====== EXCERPTED RECORDS ======

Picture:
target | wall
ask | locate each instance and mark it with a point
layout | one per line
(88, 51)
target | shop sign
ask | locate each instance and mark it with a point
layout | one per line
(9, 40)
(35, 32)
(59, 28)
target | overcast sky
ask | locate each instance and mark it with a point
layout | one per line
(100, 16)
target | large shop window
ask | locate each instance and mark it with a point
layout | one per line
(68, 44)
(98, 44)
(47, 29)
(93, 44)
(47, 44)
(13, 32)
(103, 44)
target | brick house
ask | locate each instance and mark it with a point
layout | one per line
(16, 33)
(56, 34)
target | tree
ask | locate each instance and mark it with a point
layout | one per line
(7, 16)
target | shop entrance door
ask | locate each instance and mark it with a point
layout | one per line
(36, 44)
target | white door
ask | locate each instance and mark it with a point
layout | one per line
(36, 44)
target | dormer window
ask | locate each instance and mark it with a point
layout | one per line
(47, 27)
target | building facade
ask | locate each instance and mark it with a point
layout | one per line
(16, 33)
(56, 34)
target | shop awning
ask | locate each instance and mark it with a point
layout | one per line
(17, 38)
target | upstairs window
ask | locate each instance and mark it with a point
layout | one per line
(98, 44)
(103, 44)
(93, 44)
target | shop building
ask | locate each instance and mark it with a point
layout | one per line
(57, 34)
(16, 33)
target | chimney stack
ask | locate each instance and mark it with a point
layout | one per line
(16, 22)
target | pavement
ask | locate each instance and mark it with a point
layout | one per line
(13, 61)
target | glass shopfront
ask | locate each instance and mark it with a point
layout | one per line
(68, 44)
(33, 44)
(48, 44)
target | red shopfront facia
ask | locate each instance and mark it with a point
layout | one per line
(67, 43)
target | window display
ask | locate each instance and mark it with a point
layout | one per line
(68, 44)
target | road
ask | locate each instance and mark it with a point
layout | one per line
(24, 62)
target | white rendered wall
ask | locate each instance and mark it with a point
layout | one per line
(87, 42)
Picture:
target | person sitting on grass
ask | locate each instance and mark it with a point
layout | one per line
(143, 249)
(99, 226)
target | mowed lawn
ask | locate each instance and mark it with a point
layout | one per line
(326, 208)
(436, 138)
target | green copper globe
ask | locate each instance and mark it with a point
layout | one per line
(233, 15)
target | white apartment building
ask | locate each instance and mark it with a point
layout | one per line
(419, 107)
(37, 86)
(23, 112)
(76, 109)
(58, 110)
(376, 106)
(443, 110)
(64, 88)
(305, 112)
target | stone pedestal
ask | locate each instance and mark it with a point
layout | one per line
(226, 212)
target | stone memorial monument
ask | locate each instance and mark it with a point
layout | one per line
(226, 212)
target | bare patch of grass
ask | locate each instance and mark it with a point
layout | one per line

======

◆ **WHAT TO WORK ON**: Please let your answer be exactly the lines from the one holding "target | building facade" through the last line of the entries above, both ends included.

◆ **RESPONSE TO THIS TASK**:
target | building facade
ask | locate each instance and mark it with a point
layout | one per line
(16, 33)
(56, 34)
target | shop awning
ask | locate each instance and mark it with a point
layout | one per line
(17, 38)
target | upstairs window
ask | locate each instance and mark it with a point
layout | one per line
(98, 44)
(103, 44)
(93, 44)
target | shop building
ask | locate each instance and mark it with a point
layout | one per line
(57, 34)
(16, 33)
target | chimney stack
ask | locate each instance and mark it with a point
layout | one per line
(16, 22)
target | pavement
ask | locate each instance and mark it with a point
layout | one per line
(13, 61)
target | glass shopfront
ask | locate each instance and mark it with a point
layout | one per line
(68, 44)
(33, 44)
(48, 44)
target | red shopfront facia
ask | locate each instance and mark it with a point
layout | one per line
(67, 43)
target | window display
ask | locate each instance and mark it with a point
layout | one per line
(68, 44)
target | road
ask | locate each instance and mark it with a point
layout | one per line
(24, 62)
target | white rendered wall
ask | locate each instance and mark it with a point
layout | one per line
(87, 42)
Picture:
target | person sitting on grass
ask | locate each instance and mark it with a point
layout | one per line
(143, 249)
(99, 226)
target | mowed lawn
ask | locate each instance and mark it with a point
layout | one per line
(326, 208)
(436, 138)
target | green copper globe
ask | locate each instance and mark it with a point
layout | one per line
(233, 15)
target | white apartment building
ask | locate each instance and mark it with a point
layout | one per line
(419, 107)
(37, 86)
(23, 112)
(76, 109)
(58, 110)
(376, 106)
(443, 110)
(64, 88)
(305, 112)
target | stone pedestal
ask | locate each instance and mark it with a point
layout | one per line
(226, 212)
target | stone memorial monument
ask | locate each instance and mark it with a point
layout | one per line
(226, 212)
target | bare patch of grass
ask | locate each instance and mark it with a point
layout | one per line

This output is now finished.